====== Passage

The “day three tests” are back. It is time to open the second bag and learn about the results.
Read the scenarios and the team has five minutes to respond – what would they do next?
Yellow card scenario
Your test result on day three is positive. This means you need to continue self-isolation at home for another 14 days whatever your day 12 test results say. All you family members will also need to self-isolate and have a test. The PHU will undertake close contact tracing with you over the next 24 hours.
Blue card scenario
Your test result on day three is negative. You need to continue to self-isolate until after your day 12 result is known. Your family members do not need to self-isolate but should get a test if they become symptomatic.
All the day 12 results are negative. Hurrah! The blue team members are allowed back to work. The infected red and yellow counter holders all remain well but have to remain off work for 14 days after they were diagnosed. This all works out well and after a total of 18 days the whole team is back to work.
The observer should now feed back on what they observed.

============
====== Excerpted records

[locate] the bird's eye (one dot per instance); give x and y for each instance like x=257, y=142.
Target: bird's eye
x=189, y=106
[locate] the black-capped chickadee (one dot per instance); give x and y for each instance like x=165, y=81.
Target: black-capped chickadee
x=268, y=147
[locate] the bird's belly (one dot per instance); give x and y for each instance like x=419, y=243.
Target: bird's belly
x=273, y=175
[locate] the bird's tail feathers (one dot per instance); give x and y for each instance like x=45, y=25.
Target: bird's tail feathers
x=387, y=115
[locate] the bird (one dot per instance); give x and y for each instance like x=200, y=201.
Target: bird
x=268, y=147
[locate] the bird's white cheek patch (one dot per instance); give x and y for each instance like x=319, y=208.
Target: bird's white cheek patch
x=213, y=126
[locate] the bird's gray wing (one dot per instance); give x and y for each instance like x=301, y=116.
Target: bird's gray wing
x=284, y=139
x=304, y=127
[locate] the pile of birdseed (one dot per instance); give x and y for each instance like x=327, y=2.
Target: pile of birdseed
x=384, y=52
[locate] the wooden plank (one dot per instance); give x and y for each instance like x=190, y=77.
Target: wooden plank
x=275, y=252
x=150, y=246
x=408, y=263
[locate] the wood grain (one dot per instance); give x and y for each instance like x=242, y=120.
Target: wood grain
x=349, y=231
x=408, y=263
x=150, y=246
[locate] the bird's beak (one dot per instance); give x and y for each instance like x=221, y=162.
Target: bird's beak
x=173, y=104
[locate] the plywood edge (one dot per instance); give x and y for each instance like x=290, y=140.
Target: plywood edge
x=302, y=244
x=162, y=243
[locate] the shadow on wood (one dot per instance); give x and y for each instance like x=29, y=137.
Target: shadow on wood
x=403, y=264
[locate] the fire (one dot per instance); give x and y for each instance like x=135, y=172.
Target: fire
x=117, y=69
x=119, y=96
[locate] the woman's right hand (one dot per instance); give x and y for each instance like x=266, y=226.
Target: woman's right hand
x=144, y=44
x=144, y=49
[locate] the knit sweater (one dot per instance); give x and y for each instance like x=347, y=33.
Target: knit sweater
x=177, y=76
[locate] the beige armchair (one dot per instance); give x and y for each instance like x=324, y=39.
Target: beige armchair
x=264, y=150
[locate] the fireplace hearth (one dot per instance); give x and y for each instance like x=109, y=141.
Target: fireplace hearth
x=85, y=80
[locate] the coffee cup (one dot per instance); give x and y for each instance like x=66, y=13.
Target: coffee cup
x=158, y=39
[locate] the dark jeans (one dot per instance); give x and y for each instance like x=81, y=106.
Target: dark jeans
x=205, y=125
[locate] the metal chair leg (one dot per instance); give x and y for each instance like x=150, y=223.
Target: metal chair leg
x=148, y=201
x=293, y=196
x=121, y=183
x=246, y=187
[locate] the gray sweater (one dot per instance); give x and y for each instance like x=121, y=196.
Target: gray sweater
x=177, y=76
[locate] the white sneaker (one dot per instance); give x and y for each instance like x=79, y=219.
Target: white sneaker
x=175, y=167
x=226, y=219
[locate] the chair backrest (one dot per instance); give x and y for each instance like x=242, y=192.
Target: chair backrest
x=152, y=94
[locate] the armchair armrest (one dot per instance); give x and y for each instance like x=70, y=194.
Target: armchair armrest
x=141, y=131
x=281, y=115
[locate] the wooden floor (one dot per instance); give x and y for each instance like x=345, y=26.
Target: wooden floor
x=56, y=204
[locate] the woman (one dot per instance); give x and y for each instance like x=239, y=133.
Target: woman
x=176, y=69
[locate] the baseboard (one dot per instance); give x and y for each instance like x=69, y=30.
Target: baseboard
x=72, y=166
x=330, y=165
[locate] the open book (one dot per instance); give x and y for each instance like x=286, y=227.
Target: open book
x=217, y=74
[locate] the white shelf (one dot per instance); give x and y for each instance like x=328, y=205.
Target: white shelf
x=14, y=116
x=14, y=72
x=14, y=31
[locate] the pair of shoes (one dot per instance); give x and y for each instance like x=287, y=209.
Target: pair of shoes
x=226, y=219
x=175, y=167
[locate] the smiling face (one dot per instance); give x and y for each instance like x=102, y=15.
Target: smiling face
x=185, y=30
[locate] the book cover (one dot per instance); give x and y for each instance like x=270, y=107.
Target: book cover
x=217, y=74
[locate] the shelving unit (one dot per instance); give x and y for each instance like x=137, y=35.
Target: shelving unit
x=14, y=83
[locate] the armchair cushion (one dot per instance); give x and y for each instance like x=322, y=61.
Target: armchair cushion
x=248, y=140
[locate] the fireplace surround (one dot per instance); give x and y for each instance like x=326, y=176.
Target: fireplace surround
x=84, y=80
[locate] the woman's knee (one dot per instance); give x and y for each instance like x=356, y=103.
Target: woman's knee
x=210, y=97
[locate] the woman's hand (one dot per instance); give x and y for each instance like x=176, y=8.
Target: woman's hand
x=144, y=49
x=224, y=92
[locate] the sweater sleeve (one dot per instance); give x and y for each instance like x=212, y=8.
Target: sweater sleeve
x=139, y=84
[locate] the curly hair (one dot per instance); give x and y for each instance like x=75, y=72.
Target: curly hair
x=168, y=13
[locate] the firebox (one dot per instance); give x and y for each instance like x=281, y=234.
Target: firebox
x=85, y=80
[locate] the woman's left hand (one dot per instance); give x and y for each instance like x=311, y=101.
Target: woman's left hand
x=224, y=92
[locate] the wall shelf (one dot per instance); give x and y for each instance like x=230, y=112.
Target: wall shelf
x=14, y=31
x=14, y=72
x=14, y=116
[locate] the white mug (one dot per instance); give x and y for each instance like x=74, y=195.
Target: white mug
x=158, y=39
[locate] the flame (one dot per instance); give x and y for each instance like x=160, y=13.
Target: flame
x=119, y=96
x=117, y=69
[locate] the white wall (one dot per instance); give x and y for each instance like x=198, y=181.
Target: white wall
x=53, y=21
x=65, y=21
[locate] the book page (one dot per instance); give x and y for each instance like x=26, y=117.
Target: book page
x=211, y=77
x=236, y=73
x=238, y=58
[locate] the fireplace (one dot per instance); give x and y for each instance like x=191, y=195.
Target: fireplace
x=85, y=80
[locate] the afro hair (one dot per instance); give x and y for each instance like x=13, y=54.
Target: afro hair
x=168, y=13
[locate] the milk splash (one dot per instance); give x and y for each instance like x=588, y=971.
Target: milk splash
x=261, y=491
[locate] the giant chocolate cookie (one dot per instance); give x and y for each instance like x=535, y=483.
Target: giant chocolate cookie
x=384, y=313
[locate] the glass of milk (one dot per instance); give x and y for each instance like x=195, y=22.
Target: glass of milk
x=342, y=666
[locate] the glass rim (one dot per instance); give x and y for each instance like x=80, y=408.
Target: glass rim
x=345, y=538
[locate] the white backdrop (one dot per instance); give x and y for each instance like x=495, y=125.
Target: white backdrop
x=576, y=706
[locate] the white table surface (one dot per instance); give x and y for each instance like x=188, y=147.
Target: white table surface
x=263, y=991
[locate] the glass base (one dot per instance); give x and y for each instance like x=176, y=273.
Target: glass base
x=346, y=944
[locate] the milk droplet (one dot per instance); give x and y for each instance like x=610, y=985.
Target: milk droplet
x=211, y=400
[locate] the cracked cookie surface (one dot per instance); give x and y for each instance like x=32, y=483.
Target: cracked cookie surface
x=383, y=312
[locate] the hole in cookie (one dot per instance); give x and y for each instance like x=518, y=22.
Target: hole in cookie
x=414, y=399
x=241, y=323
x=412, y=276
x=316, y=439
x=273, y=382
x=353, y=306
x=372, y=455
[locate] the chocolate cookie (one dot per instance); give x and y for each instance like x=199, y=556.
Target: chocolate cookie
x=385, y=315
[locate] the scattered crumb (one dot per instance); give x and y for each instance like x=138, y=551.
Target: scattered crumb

============

Task prompt ::
Carry the test-results passage forward from its last sentence. The entries have no connection to the test-results passage.

Result of the exercise ::
As a team discuss what was learned and what the team need to set up in order to be able to manage in the event of an outbreak involving one of the team.
Finally, give the team the “in an ideal world” card to consider and discuss.
In an ideal world card
The practice has an effective phone-tree that allows them to contact all staff members quickly, they call a meeting for everyone to hear what everyone knows at the same time, and arrange regular team meetings throughout the event to keep everyone in touch.
The practice can demonstrate to the PHU that they have applied “green” “amber” “red” streaming of patients with appropriate PPE and cleaning of their clinical areas that has minimised risk to patients will keep the building open.
Early in their response they have decided who is the team leader, who is the clinical advisor, who is in charge of communications, and who is in charge of any logistics and orders. They have agreed rules around confidentiality and ensured that no-one is going to be talking to the press or sharing news on Facebook unless it is through official channels.
The practice has an active telemedicine service in place which allows their clinicians to work from home and provide signatureless e-prescriptions, e-referrals, and a mixture of phone and video consultations.
The practice has a pre-agreed relationship with a friendly clinic who can pick up the “in-person” consultations that they cannot provide.
The practice is well supported and connected with their PHO team.
The team leader reads out the cards, keeps time, and a record of what is learned – they are an observer and do not contribute to the discussion.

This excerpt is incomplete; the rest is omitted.